> [Task item]: Keep only the lines of the material below that contain the word "asked". Copy those lines.

--

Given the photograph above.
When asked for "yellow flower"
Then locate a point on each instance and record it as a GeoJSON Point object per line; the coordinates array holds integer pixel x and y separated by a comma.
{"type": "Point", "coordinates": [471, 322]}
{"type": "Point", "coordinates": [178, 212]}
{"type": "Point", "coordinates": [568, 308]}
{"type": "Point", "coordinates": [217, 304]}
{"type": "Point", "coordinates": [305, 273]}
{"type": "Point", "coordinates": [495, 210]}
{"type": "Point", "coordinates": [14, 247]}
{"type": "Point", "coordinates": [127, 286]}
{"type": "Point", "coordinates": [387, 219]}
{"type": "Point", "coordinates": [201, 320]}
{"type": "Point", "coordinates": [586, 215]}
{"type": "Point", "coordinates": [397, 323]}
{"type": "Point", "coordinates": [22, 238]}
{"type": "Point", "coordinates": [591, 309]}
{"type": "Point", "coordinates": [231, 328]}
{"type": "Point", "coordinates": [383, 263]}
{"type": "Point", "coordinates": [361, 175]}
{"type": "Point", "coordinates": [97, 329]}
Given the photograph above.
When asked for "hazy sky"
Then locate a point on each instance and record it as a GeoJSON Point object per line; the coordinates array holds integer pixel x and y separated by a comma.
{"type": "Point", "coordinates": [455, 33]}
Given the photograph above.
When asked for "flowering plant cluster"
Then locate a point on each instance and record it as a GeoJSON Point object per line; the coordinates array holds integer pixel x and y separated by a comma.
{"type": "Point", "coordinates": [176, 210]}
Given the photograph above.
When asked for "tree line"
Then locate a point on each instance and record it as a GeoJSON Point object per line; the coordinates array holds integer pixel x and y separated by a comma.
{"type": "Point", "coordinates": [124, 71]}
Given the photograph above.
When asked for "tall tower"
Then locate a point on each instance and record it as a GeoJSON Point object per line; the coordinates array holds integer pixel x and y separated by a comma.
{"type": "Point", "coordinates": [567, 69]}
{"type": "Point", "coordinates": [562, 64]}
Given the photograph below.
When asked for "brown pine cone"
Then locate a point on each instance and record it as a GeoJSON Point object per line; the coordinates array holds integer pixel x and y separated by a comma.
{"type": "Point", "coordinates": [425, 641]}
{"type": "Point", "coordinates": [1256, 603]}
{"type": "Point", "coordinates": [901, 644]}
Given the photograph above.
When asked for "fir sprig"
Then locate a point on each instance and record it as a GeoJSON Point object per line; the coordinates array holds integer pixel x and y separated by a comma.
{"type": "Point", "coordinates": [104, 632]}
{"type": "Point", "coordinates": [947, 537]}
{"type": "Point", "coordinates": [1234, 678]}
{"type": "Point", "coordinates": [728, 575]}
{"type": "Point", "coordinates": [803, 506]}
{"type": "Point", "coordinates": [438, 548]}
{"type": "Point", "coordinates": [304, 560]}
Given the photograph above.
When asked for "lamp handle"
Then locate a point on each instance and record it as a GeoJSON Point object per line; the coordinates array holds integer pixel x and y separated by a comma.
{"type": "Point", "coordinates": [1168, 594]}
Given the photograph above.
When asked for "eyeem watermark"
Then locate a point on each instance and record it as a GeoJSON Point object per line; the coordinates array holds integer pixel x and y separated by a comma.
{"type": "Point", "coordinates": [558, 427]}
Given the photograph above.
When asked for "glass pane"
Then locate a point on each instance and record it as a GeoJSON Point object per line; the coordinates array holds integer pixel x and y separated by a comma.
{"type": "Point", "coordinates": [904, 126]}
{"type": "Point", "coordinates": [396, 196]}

--

> [Exercise result]:
When asked for "yellow flower"
When asked for "hazy sky"
When asked for "flowering plant cluster"
When asked for "tree line"
When asked for "tall tower"
When asked for "brown pine cone"
When asked for "fir sprig"
When asked for "lamp handle"
When asked for "eyeem watermark"
When asked for "glass pane"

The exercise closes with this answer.